(WHAT THE EXERCISE ASKS): Each entry must be restated word for word.

(PROVIDED RECORDS):
= Beginning of Section =
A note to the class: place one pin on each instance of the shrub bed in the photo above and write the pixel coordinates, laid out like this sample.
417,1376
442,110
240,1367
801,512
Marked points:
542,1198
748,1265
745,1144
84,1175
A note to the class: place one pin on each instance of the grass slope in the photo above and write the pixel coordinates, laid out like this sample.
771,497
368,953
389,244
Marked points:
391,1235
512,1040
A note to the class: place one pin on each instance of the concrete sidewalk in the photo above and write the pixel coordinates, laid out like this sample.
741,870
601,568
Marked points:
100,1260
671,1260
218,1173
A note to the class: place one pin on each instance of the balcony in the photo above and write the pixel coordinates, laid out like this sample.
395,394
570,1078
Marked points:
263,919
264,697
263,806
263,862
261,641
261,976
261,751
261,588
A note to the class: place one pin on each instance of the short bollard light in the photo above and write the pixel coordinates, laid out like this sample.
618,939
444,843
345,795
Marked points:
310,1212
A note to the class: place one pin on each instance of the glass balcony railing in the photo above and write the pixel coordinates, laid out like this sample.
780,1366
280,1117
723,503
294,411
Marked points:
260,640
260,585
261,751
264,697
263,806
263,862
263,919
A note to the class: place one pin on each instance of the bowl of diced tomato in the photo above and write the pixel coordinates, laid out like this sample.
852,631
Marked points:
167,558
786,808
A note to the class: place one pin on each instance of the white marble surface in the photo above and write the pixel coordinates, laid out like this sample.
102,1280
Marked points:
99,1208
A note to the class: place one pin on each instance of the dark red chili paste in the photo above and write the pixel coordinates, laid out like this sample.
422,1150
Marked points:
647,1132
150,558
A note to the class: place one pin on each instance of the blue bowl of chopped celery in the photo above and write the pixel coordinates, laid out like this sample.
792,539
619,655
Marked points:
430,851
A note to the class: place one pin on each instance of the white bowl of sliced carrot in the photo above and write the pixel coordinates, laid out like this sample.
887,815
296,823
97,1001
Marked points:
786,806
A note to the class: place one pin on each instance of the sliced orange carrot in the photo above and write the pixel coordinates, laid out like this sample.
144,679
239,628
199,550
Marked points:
= End of Section =
(COMPLETED TASK):
A note to the class: place one pin on each instance of the shrub bed in the photo above and write the pixel coordinates, laid out like this sample.
417,1376
442,110
240,1367
801,512
Marked points:
542,1198
748,1265
745,1144
84,1175
A note to the class: place one pin on each instance of the grass slope in the photo above and write the pixel coordinates, laid out like this sample.
771,497
368,953
389,244
Marked points:
391,1235
512,1040
A note to the class: place one pin on each instance of the concrete sidewalk in the photo above and write the pixel coordinates, laid out like this sample.
741,870
601,568
Marked points:
100,1260
671,1260
218,1173
A note to the class: place one pin on each instance of the balcony in the photo above and write the pixel coordinates, laid out like this sample.
395,394
570,1078
Marked points:
263,919
264,697
263,806
263,862
261,641
261,976
261,751
261,588
A note to the class: place one pin on each instance of the short bollard light in the photo above and write the pixel coordinates, laid out like this sample.
618,939
444,843
345,795
Marked points:
310,1212
A note to the class: place one pin on each instance of the glass balcony railing in the photo above and write the pixel coordinates, laid out like this sample.
780,1366
280,1117
723,503
294,411
Marked points:
260,640
260,585
261,751
264,697
263,806
263,862
263,919
A note to the class: place one pin on each instance of the bowl of diced tomato in the photo above and write the pixel coordinates, laid out like this sample.
852,631
Marked points:
167,558
786,808
A note to the class: place one pin on each instance of the white marble surface in the photo above and write the pixel coordinates, laid out like this sample.
102,1280
Marked points:
99,1208
A note to the class: place one pin on each instance of the dark red chili paste in the photo above and write the pixel coordinates, laid out like this sample.
422,1150
Marked points:
647,1132
150,558
A note to the class: place one pin on each instance of the blue bowl of chopped celery in the photo above and write the pixel coordinates, laid out like this sample.
792,539
619,655
Marked points:
430,851
A note to the class: place one pin on each instance of the white bowl of sliced carrot in the photo above and write the pixel coordinates, laid out like this sample.
887,815
296,823
97,1001
Marked points:
786,806
A note to the class: place one pin on each instance of the sliced orange carrot in the photo above and write the pixel coordinates, laid out like this sample.
144,679
239,628
199,550
Marked points:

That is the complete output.